Render every line of the records below as a numbered list, omitting any blank lines.

━━━ DATA SECTION

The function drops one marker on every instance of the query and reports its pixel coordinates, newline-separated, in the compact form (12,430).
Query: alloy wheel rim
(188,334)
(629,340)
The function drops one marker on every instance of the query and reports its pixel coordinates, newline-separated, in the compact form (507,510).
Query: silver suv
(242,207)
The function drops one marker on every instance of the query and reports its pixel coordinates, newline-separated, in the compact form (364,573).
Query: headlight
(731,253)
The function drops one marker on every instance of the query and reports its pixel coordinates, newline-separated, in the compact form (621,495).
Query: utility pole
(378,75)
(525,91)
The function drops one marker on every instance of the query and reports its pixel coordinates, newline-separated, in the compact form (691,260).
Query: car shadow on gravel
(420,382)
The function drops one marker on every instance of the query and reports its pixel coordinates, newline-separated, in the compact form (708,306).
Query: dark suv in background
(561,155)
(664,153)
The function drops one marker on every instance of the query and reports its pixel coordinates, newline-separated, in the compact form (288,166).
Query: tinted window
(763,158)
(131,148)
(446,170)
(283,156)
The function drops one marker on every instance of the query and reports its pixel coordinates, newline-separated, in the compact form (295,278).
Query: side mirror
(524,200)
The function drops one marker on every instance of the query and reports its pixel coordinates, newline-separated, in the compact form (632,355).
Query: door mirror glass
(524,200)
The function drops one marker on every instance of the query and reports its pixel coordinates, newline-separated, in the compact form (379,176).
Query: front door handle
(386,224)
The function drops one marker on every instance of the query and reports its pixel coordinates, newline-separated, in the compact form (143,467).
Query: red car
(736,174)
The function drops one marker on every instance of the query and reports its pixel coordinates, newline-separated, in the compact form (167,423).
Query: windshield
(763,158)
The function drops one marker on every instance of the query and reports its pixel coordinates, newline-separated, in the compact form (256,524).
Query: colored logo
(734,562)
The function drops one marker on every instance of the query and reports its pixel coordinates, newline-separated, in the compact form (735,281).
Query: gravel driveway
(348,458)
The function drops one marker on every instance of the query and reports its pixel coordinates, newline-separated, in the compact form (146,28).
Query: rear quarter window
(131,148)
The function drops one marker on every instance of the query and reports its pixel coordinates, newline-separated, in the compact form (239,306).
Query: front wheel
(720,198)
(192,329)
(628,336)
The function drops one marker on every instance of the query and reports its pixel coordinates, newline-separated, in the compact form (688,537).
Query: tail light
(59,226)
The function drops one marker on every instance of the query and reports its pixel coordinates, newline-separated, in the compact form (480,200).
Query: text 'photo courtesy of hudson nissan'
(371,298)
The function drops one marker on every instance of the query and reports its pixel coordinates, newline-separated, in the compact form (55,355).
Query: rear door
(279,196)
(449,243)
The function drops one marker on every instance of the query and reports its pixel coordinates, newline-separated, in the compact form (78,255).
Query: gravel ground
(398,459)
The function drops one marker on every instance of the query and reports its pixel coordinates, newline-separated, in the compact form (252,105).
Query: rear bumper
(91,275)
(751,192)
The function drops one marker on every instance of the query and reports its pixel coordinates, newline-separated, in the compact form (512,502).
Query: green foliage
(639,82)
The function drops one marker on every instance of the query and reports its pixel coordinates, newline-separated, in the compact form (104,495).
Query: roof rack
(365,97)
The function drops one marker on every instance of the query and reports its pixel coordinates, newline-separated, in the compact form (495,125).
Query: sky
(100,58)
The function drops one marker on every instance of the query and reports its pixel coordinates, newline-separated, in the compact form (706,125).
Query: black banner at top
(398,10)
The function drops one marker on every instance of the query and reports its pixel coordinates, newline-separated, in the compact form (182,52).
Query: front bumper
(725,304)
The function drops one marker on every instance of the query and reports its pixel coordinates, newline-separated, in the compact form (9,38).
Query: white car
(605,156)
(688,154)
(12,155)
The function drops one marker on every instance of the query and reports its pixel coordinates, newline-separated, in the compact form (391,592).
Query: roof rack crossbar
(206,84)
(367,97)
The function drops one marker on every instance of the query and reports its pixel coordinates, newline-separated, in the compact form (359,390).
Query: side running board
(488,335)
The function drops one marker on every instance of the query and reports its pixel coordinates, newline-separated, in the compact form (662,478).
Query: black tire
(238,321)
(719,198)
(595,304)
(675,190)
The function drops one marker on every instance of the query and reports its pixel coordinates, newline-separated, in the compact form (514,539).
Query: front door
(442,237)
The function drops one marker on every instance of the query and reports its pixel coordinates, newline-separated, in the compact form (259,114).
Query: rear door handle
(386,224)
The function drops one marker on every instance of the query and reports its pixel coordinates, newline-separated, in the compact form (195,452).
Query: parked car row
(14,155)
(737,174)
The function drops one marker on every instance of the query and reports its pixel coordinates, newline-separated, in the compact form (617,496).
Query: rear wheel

━━━━━━

* **ANSWER TO THE PROBLEM**:
1. The function drops one marker on every instance of the query and reports its pixel coordinates, newline-separated, in the compact form (12,430).
2. Query: alloy wheel rim
3. (188,334)
4. (629,340)
5. The function drops one marker on every instance of the query and reports its pixel coordinates, newline-separated, in the compact form (507,510).
6. Query: silver suv
7. (242,207)
8. The function drops one marker on every instance of the query and reports its pixel coordinates, newline-separated, in the compact form (364,573).
9. Query: headlight
10. (731,253)
11. The function drops one marker on every instance of the query and reports its pixel coordinates, newline-separated, in the compact form (621,495).
12. Query: utility pole
13. (378,75)
14. (525,91)
15. The function drops one marker on every instance of the query and reports its pixel coordinates, newline-separated, in the compact form (691,260).
16. Query: car shadow on gravel
17. (420,382)
18. The function drops one marker on every instance of the query and reports its pixel coordinates, newline-separated, in the compact form (708,306).
19. Query: dark suv in background
20. (561,155)
21. (664,153)
22. The function drops one marker on every instance of the query and reports its pixel coordinates, newline-separated, in the compact form (288,166).
23. Query: tinted window
24. (763,158)
25. (131,148)
26. (446,170)
27. (283,156)
28. The function drops one marker on every instance of the query and reports its pixel coordinates, newline-separated, in the compact form (295,278).
29. Query: side mirror
30. (524,200)
31. The function drops one marker on every instance of the query and reports its pixel coordinates, newline-separated, in the compact form (632,355).
32. Query: door mirror glass
33. (524,200)
34. The function drops one marker on every instance of the query and reports its pixel coordinates, newline-separated, in the compact form (379,176).
35. Query: front door handle
36. (386,224)
37. The function drops one marker on every instance of the query and reports its pixel coordinates, newline-separated, in the compact form (143,467).
38. Query: red car
39. (736,174)
40. The function drops one marker on every instance of the query and reports its pixel coordinates, newline-separated, in the compact form (167,423).
41. Query: windshield
42. (763,158)
43. The function drops one marker on every instance of the query and reports its pixel coordinates, newline-separated, in the compact form (256,524).
44. Query: colored logo
45. (734,562)
46. The function drops one marker on every instance of the query and reports its pixel coordinates, newline-separated, in the compact form (735,281).
47. Query: gravel driveway
48. (348,458)
49. The function drops one marker on every instance of the query and reports its pixel coordinates, newline-separated, in the compact form (146,28).
50. Query: rear quarter window
51. (131,148)
52. The function drops one marker on every instance of the query and reports its pixel coordinates, newline-separated, in the compact form (239,306).
53. Query: front wheel
54. (720,198)
55. (192,329)
56. (628,336)
57. The function drops one marker on every instance of the query and reports its pixel coordinates, newline-separated, in the compact form (688,537).
58. Query: tail light
59. (59,226)
60. The function drops one marker on every instance of the query and reports its pixel coordinates, newline-separated, in the compact form (480,200).
61. Query: text 'photo courtesy of hudson nissan'
62. (371,298)
63. The function drops one marker on every instance of the query and reports its pixel coordinates, newline-separated, in the compact form (55,355).
64. Query: rear door
65. (279,196)
66. (449,243)
67. The function drops one marker on every instance of the query and reports its pixel coordinates, newline-separated, in the compact form (78,255).
68. Query: gravel ground
69. (398,459)
70. The function drops one marker on every instance of the query and reports its pixel coordinates, newline-separated, in the compact form (252,105).
71. Query: rear bumper
72. (91,275)
73. (751,192)
74. The function drops one marker on every instance of the query and reports its pixel coordinates, newline-separated, in the compact form (512,502).
75. Query: green foliage
76. (639,82)
77. The function drops one marker on every instance of the query and reports its pixel coordinates, newline-separated, in the compact form (104,495).
78. Query: roof rack
79. (365,97)
80. The function drops one marker on every instance of the query and reports its pixel coordinates, newline-separated, in the compact form (495,125).
81. Query: sky
82. (100,58)
83. The function drops one marker on every instance of the query and reports its pixel coordinates, newline-separated, in the compact form (706,125).
84. Query: black banner at top
85. (398,10)
86. The function drops one marker on every instance of the query and reports its pixel coordinates, newline-separated, in the compact form (182,52).
87. Query: front bumper
88. (725,304)
89. The function drops one marker on every instance of the query and reports its pixel coordinates, newline-separated, in the compact form (9,38).
90. Query: white car
91. (605,156)
92. (688,154)
93. (12,155)
94. The function drops one marker on every instance of the query and reports its pixel coordinates, newline-separated, in the compact form (391,592).
95. Query: roof rack crossbar
96. (206,84)
97. (367,97)
98. The function drops one marker on every instance of the query and reports its pixel coordinates, newline-separated, in the compact form (359,390).
99. Query: side running board
100. (488,335)
101. The function drops one marker on every instance of the query and reports its pixel coordinates, newline-separated, in the compact form (662,478).
102. Query: black tire
103. (238,321)
104. (719,198)
105. (595,304)
106. (675,190)
107. The function drops one marker on every instance of the query and reports its pixel coordinates, newline-separated, in the compact form (514,539).
108. Query: front door
109. (442,237)
110. The function drops one marker on every instance of the query and reports its pixel coordinates, newline-separated, in the compact form (259,114).
111. Query: rear door handle
112. (386,224)
113. The function drops one marker on every instance of the query and reports its pixel coordinates, newline-separated, in the compact form (195,452).
114. Query: parked car row
115. (14,155)
116. (737,174)
117. The function drops one marker on every instance of the query and reports its pixel coordinates, newline-separated, in the compact form (617,496).
118. Query: rear wheel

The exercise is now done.